Saved entries:
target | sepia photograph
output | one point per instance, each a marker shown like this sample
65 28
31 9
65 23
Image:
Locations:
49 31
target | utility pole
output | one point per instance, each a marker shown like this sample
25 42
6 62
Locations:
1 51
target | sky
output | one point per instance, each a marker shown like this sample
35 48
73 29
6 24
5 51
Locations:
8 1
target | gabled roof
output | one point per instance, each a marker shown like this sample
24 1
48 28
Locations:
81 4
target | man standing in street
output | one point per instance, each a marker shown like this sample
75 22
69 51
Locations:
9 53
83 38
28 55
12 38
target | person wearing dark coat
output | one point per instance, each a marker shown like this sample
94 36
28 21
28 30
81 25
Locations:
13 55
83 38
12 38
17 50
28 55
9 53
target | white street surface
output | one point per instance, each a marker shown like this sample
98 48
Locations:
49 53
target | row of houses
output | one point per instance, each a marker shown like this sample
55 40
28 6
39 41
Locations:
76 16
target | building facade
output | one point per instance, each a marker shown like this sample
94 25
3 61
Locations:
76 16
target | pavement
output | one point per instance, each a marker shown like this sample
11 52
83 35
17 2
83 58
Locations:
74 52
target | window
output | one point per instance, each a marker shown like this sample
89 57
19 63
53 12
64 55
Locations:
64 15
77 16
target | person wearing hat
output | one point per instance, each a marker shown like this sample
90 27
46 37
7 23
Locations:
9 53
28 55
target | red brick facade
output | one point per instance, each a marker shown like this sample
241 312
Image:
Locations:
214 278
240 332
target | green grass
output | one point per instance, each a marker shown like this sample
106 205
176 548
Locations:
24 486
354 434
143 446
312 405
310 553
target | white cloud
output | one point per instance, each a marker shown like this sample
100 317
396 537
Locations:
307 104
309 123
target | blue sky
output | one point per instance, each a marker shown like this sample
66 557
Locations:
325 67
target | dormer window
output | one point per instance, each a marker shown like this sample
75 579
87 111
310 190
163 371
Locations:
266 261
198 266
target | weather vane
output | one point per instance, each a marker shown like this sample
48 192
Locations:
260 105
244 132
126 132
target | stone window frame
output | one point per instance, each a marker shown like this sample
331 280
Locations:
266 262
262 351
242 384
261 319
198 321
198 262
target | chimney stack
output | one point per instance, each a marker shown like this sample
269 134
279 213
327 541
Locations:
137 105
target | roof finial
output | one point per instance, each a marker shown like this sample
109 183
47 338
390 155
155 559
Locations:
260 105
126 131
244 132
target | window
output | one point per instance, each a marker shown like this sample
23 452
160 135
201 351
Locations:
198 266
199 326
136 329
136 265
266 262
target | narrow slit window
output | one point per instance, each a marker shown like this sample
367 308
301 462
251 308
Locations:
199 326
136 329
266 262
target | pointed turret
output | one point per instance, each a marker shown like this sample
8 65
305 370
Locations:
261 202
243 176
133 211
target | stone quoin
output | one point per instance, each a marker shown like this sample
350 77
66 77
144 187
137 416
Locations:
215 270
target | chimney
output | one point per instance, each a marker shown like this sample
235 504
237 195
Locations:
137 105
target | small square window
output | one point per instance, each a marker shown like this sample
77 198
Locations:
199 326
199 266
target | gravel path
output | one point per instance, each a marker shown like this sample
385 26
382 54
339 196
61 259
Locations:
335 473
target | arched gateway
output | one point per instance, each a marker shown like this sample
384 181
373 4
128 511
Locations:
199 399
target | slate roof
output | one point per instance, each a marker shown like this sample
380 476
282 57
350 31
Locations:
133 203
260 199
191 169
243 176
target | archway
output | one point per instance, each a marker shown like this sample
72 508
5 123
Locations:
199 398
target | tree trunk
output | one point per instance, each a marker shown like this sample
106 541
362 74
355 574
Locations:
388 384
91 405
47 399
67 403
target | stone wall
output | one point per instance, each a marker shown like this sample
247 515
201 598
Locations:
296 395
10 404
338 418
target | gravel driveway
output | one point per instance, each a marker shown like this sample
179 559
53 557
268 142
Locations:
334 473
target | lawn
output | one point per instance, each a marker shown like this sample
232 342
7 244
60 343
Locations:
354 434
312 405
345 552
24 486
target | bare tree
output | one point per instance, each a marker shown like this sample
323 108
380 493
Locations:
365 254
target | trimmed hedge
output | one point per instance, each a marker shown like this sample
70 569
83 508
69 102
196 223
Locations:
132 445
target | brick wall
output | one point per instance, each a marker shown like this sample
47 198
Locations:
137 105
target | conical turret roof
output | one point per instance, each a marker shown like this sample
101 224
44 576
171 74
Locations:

What this task involves: The lines running from the start of the data through the one that contains "target | person wearing dark coat" should be reproduced exactly, and only those.

Expected answer:
target | sepia photograph
output | one point per instance, each a marker shown like this sample
65 28
31 9
65 23
Image:
Locations:
49 31
target | utility pole
output | one point per instance, each a marker shown like this sample
25 42
6 62
Locations:
1 51
target | sky
output | one point per instance, each a marker shown like this sample
35 48
73 29
6 24
5 51
Locations:
8 1
target | gabled roof
output | one point per instance, each a marker shown like this sample
24 1
48 28
Locations:
81 4
target | man standing in street
output | one point per instance, each a marker shown like this sample
75 22
69 51
Locations:
9 53
83 38
28 55
12 38
target | person wearing dark coat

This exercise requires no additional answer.